Отрывок со страницы →

..........

Утро, начавшее новый и самый несчастный день наших странствований, пришло как незванный гость. Дождь продолжал лить. Мы не знали, пускаться ли нам в путь, или нет. Нам было здесь так хорошо! Шейх беспрестанно повторял нам, что на пути есть страшная реченка, которая, говорят, бушует, надувшись от дождей: но что я мог делать против воли провожатых, — у них были свои лошади, мои же были наняты.

После многих совещаний, решили, что оставаться здесь нельзя по недостатку корма для лошадей. На Востоке, когда лошадей кормят травой, тогда на них не ездят; они отдыхают [313] во все время подножного корма, что продолжается месяц.

Должно было ехать. Перебравшись наконец через горы, на которых падали мы с лошадьми, бесчисленное множество раз, мы увидели и реченку, о которой так невыгодно отзывался шейх. Нам оставалось три часа, не более, до станции, и как мы шли по обыкновению, в рассыпную, то некоторые из провожатых стояли уж на берегу и рассуждали: как и где перейти в брод? Никто не решался пускаться вперед, потому что одна попытка была уже неудачна. Один из солдат, едва вступив в реку, упал с споткнувшейся лошади, и решительно отказался следовать за нами, жалуясь на сильный ушиб. Мы стояли и рассуждали, а он отправился в кочевье Бедуинов, которое к счастью находилось не подалеку.

..........

Сохранённые данные →
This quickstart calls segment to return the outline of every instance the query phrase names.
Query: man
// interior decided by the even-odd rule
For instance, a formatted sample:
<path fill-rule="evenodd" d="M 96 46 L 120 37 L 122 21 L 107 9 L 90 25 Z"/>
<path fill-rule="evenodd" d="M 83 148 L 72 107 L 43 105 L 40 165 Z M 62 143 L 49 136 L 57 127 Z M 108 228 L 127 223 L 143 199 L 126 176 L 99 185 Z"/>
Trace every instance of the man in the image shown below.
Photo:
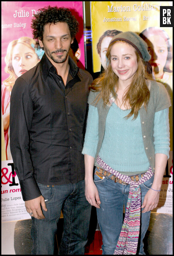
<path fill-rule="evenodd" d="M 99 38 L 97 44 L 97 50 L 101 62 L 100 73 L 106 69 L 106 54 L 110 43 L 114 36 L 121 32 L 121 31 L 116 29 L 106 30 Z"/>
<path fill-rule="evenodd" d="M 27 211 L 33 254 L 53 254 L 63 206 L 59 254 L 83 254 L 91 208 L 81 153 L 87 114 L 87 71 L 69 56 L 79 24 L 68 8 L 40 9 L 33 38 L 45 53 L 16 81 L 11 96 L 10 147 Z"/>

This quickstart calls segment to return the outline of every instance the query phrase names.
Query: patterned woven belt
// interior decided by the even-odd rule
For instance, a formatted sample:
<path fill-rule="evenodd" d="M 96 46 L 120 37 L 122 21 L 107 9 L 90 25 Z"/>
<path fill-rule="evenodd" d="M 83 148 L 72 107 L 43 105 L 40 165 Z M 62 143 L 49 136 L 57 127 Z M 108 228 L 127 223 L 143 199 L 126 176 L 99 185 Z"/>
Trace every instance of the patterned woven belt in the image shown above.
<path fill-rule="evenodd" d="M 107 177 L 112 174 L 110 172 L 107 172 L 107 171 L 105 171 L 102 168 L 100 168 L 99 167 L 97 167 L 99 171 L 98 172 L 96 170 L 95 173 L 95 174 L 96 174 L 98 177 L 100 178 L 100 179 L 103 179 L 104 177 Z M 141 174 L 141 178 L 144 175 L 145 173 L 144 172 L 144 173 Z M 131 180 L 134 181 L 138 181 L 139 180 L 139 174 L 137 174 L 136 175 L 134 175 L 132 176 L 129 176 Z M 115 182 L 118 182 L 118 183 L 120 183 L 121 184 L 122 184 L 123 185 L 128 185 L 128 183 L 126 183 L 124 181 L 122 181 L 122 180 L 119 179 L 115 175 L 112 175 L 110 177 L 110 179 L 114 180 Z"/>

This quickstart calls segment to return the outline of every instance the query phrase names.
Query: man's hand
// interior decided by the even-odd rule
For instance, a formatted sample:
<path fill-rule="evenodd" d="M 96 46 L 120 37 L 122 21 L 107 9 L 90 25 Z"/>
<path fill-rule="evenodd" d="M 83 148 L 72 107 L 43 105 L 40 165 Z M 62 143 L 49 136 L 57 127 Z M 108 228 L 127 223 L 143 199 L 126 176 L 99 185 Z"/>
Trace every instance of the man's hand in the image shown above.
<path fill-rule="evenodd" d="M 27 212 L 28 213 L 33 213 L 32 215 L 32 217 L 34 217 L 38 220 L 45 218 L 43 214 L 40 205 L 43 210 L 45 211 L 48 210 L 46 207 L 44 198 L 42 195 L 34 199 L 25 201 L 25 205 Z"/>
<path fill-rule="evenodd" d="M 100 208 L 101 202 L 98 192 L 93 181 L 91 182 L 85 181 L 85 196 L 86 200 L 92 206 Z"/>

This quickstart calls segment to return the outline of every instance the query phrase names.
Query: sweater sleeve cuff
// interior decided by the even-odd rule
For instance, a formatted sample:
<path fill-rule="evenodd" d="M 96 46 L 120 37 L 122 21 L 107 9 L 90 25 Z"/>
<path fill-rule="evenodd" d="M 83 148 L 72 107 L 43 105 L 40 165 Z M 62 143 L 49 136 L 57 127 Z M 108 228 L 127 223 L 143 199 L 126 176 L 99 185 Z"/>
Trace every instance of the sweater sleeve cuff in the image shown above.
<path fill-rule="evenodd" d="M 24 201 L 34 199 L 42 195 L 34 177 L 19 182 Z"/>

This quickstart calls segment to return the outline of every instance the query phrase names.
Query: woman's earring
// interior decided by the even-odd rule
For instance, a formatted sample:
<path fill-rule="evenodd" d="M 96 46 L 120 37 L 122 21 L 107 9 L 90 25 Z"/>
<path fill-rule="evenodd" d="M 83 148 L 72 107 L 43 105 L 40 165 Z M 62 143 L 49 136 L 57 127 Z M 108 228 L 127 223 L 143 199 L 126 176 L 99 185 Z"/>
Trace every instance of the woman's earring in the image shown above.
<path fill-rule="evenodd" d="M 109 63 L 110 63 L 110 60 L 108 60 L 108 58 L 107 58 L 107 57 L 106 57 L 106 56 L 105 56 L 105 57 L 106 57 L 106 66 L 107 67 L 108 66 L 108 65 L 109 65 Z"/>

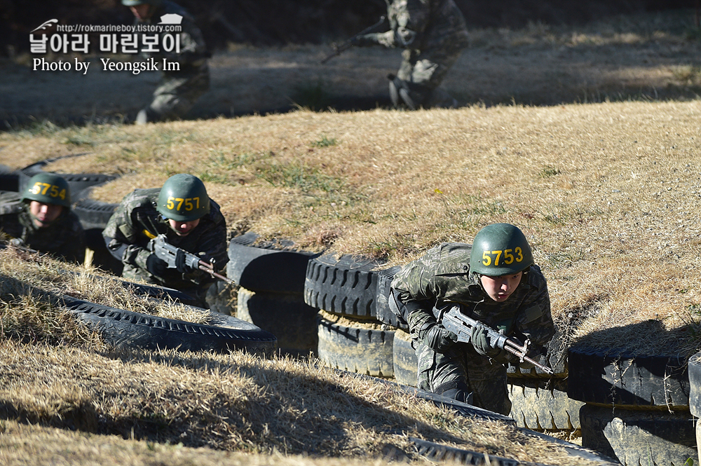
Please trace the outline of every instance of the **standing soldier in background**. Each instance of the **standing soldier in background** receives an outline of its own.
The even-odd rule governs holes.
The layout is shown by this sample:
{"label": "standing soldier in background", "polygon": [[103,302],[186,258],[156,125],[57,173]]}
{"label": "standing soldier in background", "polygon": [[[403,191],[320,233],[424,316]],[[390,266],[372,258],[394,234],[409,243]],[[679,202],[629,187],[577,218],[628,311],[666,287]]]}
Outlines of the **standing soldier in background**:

..........

Задания →
• 1. Ответьте на вопросы по отрывку о путешествии:
(a) О чём, по словам шейха, нужно было помнить в пути?
(b) Почему путники решили, что оставаться на месте нельзя?
(c) Сколько времени оставалось до станции, когда путники увидели реченку?
• 2. Перепишите часть отрывка о путешествии начиная со слов «После многих совещаний, решили, что» и заканчивая словами «находилось не подалеку.», заменив «месяц» на «полтора месяца».
Листинг здесь не понадобится.

Ожидаемые ответы →
• 1.
(a) О страшной реченке, которая, говорят, бушует, надувшись от дождей.
(b) Из-за недостатка корма для лошадей.
(c) Три часа, не более.

• 2.
После многих совещаний, решили, что оставаться здесь нельзя по недостатку корма для лошадей. На Востоке, когда лошадей кормят травой, тогда на них не ездят; они отдыхают [313] во все время подножного корма, что продолжается полтора месяца.

Должно было ехать. Перебравшись наконец через горы, на которых падали мы с лошадьми, бесчисленное множество раз, мы увидели и реченку, о которой так невыгодно отзывался шейх. Нам оставалось три часа, не более, до станции, и как мы шли по обыкновению, в рассыпную, то некоторые из провожатых стояли уж на берегу и рассуждали: как и где перейти в брод? Никто не решался пускаться вперед, потому что одна попытка была уже неудачна. Один из солдат, едва вступив в реку, упал с споткнувшейся лошади, и решительно отказался следовать за нами, жалуясь на сильный ушиб. Мы стояли и рассуждали, а он отправился в кочевье Бедуинов, которое к счастью находилось не подалеку.